### Your task
Shift every coordinate in the outlines up by 101 while writing out the material again from its first line through the line containing "[[[26,166],[61,155],[60,144],[49,146],[29,152]]]". Keep all of the text, and leave the picture out.

### The records
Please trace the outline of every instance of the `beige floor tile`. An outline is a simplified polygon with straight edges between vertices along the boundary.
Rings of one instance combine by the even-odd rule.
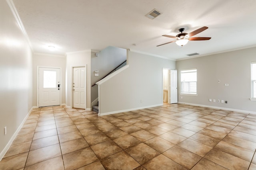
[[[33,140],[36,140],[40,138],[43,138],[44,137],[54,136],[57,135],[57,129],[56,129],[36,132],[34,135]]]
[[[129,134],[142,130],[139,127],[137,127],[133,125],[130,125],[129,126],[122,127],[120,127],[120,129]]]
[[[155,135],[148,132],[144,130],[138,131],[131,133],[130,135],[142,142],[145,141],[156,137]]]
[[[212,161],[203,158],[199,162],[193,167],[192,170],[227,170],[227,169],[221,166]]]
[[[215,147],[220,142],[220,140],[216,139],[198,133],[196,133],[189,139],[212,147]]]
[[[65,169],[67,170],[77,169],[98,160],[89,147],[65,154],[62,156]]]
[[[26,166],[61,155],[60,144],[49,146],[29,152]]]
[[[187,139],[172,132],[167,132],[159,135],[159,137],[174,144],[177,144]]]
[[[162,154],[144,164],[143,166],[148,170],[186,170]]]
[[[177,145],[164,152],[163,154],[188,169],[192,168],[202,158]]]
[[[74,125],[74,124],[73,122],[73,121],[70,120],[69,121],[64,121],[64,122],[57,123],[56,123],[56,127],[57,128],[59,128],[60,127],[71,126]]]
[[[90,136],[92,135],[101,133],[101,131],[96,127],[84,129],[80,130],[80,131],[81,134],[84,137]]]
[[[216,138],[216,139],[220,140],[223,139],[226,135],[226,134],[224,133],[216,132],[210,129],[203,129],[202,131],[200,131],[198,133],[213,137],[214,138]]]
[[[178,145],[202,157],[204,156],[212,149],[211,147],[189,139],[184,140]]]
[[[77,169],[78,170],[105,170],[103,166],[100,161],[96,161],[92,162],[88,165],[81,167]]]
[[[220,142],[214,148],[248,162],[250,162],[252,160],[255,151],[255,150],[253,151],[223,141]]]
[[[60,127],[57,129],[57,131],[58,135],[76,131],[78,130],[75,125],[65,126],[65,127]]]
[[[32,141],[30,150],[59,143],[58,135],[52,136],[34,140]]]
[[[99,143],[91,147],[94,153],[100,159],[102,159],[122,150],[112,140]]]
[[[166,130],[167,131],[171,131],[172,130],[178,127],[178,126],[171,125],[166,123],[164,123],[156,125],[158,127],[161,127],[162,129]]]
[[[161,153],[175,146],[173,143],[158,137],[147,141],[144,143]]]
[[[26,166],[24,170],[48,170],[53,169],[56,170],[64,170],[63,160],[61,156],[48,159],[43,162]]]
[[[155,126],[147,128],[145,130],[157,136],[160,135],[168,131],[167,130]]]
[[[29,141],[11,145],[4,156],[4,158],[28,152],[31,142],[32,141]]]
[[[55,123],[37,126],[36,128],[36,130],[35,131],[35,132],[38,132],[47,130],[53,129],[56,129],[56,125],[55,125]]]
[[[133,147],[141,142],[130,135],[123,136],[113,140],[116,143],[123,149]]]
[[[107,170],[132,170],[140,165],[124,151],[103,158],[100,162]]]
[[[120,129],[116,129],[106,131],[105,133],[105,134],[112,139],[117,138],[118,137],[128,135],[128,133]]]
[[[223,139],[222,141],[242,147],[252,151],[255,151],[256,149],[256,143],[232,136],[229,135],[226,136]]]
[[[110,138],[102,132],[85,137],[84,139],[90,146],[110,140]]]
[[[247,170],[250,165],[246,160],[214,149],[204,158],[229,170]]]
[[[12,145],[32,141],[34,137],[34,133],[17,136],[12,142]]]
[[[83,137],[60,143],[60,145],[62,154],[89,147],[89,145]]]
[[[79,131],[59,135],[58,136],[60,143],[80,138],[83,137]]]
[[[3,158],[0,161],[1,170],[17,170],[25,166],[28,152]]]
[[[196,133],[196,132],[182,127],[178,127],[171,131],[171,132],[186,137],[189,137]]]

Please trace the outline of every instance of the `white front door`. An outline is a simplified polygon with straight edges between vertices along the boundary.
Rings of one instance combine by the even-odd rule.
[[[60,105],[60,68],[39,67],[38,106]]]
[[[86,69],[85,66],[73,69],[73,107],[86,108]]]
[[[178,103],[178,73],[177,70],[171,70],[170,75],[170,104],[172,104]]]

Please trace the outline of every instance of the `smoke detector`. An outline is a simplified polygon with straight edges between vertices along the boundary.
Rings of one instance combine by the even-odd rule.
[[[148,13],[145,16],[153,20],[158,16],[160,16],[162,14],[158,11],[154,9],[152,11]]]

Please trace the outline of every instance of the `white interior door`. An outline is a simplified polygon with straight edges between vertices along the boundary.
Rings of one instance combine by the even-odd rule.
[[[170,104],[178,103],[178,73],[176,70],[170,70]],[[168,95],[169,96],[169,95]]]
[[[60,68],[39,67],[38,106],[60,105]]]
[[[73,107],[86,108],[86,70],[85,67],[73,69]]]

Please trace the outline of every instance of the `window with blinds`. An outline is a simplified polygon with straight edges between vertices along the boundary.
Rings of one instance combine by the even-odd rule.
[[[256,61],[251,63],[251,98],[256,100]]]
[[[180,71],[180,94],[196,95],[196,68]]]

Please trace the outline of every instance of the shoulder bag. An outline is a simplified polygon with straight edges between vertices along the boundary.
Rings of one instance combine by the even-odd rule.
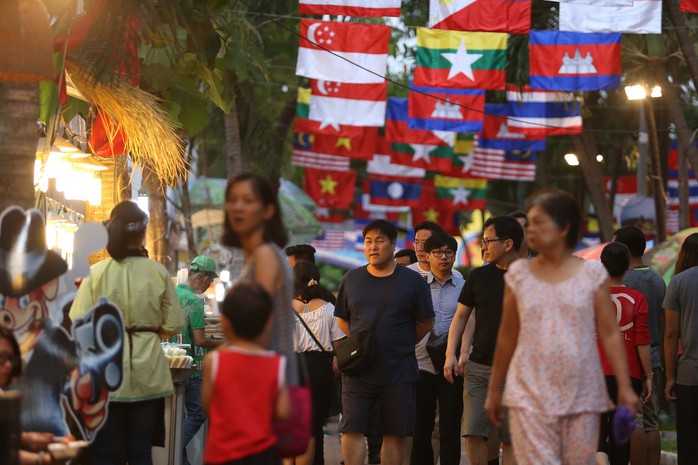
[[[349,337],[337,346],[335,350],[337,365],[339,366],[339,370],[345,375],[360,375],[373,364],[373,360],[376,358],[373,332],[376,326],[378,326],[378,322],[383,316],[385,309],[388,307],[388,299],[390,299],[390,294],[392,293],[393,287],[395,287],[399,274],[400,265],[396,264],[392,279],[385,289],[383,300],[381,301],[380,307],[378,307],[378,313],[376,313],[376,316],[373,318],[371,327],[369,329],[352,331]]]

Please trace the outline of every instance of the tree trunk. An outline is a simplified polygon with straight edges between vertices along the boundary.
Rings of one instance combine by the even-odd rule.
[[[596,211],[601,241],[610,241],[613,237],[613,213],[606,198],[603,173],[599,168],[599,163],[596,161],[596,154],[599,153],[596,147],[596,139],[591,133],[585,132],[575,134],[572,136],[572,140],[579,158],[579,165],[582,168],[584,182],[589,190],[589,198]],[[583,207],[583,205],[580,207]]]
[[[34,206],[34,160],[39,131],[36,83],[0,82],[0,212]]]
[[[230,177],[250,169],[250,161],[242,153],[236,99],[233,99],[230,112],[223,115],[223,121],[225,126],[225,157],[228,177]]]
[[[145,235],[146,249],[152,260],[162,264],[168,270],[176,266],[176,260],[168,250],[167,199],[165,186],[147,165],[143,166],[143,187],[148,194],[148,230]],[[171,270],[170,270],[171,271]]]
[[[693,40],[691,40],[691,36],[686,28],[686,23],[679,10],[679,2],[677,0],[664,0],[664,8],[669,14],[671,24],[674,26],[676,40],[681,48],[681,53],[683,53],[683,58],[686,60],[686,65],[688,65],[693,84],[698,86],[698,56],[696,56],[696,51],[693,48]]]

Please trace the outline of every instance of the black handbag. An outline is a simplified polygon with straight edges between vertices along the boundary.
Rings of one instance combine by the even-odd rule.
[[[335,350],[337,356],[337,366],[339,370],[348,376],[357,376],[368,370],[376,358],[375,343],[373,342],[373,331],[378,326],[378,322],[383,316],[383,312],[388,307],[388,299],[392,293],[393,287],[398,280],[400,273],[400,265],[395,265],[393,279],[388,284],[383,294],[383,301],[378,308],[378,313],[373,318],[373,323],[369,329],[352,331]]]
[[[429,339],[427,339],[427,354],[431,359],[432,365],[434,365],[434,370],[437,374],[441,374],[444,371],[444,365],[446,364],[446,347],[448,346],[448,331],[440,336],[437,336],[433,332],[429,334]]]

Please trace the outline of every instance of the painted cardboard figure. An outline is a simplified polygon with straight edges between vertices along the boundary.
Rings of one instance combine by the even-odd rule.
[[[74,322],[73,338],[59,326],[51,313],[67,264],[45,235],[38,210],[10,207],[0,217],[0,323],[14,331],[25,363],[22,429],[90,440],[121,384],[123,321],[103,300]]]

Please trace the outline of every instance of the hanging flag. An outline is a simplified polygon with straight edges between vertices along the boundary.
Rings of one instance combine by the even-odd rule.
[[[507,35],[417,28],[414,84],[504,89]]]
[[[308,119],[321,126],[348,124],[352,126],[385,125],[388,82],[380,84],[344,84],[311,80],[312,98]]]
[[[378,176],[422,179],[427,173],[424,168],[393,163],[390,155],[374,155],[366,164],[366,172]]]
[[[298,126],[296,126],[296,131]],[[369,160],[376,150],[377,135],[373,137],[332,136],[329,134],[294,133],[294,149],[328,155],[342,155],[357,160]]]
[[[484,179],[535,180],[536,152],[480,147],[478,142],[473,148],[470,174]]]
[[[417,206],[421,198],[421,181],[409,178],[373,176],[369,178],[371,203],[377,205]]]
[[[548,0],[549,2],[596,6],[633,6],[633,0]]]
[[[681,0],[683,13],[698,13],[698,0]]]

### Answer for this exercise
Please trace the outline of every instance of the `beige floor tile`. An outline is a simplified polygon with straight edges between vertices along the boundary.
Rings of one instance combine by the even-odd rule.
[[[134,241],[137,241],[141,239],[144,239],[145,238],[155,237],[158,236],[158,230],[157,230],[137,233],[135,236]]]
[[[230,235],[243,231],[240,228],[238,228],[234,226],[231,226],[230,227],[223,228],[221,228],[221,230]]]
[[[256,236],[249,233],[245,231],[239,232],[232,234],[231,236],[243,243],[246,242],[257,238]]]
[[[313,262],[304,259],[300,263],[294,268],[293,271],[328,271],[328,270],[322,267]]]
[[[316,248],[321,243],[321,241],[317,240],[299,234],[297,234],[290,240],[313,248]]]
[[[166,270],[168,271],[178,270],[199,261],[190,248],[166,255],[163,257]]]
[[[127,267],[162,256],[161,245],[150,247],[130,253]]]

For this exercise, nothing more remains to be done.